- Task item:
Copy each line of the records below that has "vertex" in it.

══ Supplied data

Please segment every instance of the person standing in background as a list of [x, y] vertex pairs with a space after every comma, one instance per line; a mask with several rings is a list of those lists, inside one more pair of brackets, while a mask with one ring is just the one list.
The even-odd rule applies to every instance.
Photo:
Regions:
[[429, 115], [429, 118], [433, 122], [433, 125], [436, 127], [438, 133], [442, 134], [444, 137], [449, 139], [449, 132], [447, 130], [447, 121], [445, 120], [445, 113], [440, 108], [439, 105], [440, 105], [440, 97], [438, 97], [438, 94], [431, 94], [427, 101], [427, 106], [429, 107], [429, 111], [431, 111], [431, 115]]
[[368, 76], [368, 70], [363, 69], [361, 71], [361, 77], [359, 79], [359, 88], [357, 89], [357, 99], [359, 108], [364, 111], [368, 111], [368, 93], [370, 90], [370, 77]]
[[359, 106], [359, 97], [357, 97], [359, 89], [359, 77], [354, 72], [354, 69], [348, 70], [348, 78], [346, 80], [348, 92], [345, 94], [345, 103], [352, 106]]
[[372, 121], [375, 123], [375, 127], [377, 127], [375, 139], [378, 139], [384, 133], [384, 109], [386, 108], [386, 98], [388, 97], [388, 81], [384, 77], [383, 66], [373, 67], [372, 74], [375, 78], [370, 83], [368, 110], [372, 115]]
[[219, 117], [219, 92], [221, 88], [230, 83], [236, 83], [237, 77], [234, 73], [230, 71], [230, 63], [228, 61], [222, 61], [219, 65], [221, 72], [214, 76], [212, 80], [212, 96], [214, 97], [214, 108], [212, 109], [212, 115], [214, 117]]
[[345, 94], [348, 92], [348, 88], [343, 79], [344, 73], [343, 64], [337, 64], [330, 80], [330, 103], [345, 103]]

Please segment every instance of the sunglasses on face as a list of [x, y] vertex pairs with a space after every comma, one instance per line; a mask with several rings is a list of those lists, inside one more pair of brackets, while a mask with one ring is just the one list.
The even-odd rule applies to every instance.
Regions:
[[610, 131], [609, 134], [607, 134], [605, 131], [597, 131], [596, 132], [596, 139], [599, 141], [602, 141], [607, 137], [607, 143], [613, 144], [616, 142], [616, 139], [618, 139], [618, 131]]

════
══ Supplied data

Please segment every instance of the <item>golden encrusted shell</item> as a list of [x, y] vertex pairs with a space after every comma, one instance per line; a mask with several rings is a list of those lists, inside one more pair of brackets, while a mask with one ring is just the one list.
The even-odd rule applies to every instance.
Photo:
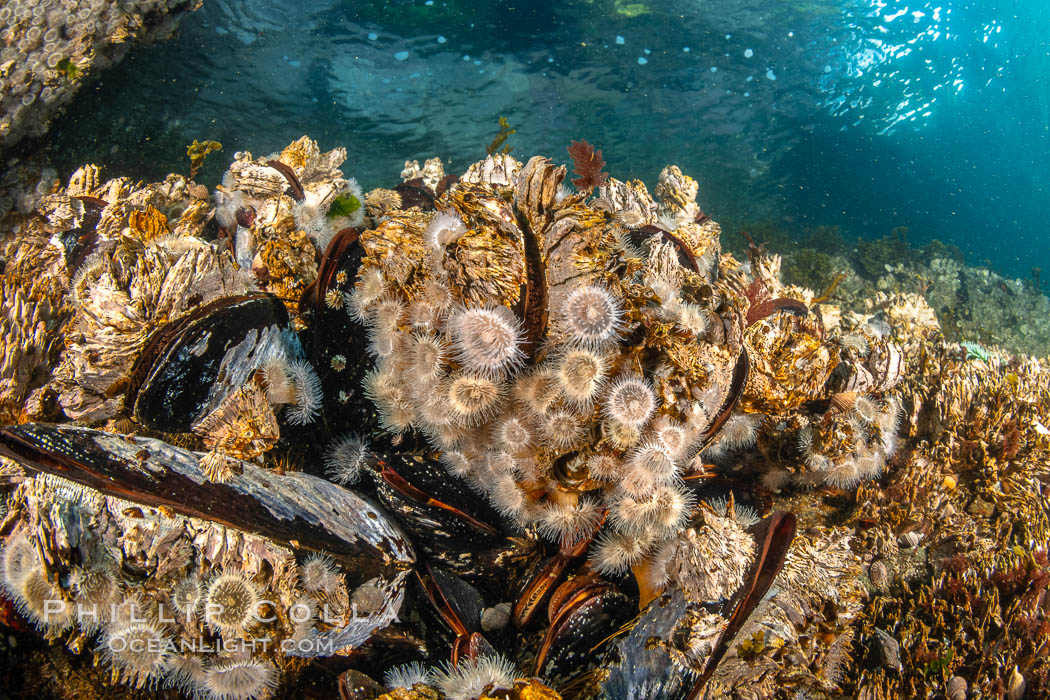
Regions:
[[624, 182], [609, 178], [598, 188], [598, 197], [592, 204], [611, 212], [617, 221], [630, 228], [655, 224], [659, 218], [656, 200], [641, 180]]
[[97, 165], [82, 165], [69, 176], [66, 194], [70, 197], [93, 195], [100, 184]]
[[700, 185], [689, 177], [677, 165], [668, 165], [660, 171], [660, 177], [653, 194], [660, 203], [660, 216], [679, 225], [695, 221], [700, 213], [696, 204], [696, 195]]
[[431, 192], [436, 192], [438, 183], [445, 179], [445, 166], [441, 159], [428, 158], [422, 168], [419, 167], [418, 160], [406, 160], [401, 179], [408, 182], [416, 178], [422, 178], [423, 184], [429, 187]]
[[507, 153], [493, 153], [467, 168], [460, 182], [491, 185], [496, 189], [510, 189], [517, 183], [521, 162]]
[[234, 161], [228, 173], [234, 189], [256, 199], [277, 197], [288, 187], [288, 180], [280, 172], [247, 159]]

════

- Solution:
Please segment every instance of the person standing in background as a list of [x, y] vertex pairs with a space after every comma, one instance per line; a mask with several rings is a list of those lists, inside one more pair of brackets, while a mask with one ring is just the one list.
Please segment every instance of the sunglasses on face as a list of [x, y] vertex pairs with a space after every comma, one instance per line; a mask with several rings is a list of those lists, inside one more pair of brackets, while a mask with one ring is just the one list.
Please segment every instance of the <item>golden encrusted shell</item> as a list of [x, y] vertex pairs with a space after every comma, one instance per line; a mask with several rings is a list of those lists, inside one more pair of brackets, while a mask with one ring is just the one list.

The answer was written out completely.